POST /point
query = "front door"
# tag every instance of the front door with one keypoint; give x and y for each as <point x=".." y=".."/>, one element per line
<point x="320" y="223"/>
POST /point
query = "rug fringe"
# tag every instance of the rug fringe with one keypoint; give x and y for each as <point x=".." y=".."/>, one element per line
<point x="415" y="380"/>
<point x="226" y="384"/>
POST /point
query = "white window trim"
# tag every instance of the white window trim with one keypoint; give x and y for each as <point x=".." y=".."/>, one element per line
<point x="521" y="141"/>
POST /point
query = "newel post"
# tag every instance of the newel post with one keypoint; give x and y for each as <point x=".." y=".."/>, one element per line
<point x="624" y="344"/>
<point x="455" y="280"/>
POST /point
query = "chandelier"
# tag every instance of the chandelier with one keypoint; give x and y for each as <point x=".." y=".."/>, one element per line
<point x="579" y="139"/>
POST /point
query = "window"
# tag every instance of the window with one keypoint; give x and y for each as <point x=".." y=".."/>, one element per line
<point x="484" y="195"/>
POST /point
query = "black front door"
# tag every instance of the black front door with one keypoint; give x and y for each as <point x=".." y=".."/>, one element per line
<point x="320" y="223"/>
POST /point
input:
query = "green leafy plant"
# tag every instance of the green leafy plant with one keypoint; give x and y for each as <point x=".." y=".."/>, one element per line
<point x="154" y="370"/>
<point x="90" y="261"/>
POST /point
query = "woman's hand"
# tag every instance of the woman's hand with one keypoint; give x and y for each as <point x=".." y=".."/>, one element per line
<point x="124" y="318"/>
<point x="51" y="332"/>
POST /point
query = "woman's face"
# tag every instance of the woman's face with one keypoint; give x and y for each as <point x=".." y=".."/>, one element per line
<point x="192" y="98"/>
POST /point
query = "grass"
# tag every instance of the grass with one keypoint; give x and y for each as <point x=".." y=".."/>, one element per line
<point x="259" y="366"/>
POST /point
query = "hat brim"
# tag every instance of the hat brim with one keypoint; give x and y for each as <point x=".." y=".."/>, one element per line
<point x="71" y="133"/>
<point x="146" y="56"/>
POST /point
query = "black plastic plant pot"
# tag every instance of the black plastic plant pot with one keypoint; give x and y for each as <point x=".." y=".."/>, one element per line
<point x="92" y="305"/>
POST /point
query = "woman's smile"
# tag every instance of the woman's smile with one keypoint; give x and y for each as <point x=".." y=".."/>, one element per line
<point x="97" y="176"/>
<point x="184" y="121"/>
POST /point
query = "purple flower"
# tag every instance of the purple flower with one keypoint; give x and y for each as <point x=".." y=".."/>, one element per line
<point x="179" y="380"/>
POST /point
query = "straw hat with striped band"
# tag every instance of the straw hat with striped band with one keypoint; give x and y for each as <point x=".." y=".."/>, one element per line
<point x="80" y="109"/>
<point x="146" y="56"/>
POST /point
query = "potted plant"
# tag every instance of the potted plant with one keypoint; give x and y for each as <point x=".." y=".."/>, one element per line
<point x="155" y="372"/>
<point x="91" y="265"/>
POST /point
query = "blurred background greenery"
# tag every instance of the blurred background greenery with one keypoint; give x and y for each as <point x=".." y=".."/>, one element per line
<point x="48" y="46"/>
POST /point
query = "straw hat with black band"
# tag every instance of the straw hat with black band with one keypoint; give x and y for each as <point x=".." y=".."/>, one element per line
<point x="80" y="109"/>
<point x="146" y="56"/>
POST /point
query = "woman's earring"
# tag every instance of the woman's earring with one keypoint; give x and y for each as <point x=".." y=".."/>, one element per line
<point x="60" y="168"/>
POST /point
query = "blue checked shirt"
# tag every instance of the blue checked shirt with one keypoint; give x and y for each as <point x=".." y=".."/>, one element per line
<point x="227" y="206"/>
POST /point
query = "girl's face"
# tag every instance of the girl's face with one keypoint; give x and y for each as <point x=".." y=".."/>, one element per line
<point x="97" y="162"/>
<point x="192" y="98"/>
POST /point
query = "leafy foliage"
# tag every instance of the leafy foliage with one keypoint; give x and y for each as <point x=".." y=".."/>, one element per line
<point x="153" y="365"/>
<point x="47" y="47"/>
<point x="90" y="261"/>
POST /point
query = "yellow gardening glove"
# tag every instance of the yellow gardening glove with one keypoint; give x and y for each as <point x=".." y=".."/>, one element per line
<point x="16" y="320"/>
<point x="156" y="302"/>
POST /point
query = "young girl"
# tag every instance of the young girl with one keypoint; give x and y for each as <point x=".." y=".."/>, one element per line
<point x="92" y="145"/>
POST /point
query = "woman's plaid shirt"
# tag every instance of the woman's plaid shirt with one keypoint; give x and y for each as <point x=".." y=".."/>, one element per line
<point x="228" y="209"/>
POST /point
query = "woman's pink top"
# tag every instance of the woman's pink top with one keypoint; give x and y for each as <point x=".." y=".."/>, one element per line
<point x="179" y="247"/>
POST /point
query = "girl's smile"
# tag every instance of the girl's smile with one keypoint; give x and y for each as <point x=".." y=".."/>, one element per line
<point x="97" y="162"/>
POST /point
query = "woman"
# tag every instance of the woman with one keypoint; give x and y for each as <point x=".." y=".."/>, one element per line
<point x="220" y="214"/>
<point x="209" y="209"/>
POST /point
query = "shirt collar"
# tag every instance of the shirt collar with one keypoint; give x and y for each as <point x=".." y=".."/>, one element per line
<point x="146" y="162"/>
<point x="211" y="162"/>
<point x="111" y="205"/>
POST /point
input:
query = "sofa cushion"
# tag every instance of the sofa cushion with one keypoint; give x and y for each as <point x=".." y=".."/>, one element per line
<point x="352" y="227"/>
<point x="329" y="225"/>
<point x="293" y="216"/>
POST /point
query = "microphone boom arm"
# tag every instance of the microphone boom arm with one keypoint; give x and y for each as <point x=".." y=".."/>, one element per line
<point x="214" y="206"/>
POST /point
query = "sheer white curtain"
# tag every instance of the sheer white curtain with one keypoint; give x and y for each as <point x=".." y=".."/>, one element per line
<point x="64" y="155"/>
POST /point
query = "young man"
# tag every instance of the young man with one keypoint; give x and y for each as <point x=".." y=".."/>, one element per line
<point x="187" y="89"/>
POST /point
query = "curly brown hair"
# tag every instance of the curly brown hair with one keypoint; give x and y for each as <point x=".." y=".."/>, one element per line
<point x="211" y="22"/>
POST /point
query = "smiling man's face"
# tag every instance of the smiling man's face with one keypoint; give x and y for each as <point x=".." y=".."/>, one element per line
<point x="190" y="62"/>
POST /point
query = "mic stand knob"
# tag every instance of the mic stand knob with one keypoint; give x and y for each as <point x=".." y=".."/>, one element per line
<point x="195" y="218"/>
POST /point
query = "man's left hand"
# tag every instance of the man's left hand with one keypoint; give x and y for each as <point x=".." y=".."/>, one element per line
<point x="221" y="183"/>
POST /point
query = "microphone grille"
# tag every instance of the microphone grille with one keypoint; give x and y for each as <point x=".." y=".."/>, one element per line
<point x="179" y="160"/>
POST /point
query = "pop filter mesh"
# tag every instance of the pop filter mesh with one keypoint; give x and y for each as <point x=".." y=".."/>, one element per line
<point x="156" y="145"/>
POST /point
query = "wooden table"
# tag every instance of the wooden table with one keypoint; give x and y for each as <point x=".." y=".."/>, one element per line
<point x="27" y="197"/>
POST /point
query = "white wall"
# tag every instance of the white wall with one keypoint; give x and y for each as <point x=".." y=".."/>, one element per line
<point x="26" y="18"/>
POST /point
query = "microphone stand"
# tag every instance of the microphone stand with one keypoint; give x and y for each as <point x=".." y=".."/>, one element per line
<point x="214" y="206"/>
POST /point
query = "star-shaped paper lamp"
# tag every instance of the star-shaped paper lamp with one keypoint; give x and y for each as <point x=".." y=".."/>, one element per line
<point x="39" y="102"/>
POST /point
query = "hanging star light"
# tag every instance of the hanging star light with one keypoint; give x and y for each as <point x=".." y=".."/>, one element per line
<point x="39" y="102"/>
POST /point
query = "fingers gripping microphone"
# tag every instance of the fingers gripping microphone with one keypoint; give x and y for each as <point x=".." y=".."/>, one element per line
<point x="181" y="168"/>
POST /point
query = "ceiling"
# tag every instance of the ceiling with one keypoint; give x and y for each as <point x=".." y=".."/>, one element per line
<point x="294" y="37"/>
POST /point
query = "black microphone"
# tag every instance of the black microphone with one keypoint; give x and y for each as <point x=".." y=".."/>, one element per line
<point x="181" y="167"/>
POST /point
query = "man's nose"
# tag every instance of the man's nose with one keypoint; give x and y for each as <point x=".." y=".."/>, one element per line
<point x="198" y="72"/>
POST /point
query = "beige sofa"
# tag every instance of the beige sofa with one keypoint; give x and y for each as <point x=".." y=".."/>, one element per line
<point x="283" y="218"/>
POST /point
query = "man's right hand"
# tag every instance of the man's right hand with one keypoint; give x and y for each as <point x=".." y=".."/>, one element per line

____________

### Exercise details
A complete answer gives every line of the data that includes "right".

### The completed task
query = "man's right hand"
# tag every instance of the man's right hand with one keypoint; give x and y for each as <point x=".." y=".."/>, one element per line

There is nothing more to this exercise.